### ZADANIE DO WYKONANIA
Przeskaluj poniższe dane, przepisując wszystkie wiersze razem z poleceniami. Każdą współrzędną punktów podanych w odpowiedziach pomnóż przez 2,55 i zaokrąglij do liczby całkowitej, połówki w górę, a liczby w poleceniach i we wzorze formatu pozostaw bez zmian.

### DOSTARCZONE DANE

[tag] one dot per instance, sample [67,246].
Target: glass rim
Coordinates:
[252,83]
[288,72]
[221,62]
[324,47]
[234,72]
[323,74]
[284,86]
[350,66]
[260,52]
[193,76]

### ROZWIĄZANE ZADANIE
[tag] one dot per instance, sample [67,246].
Target: glass rim
Coordinates:
[643,212]
[734,184]
[564,158]
[826,120]
[597,184]
[824,189]
[724,219]
[893,168]
[663,133]
[492,194]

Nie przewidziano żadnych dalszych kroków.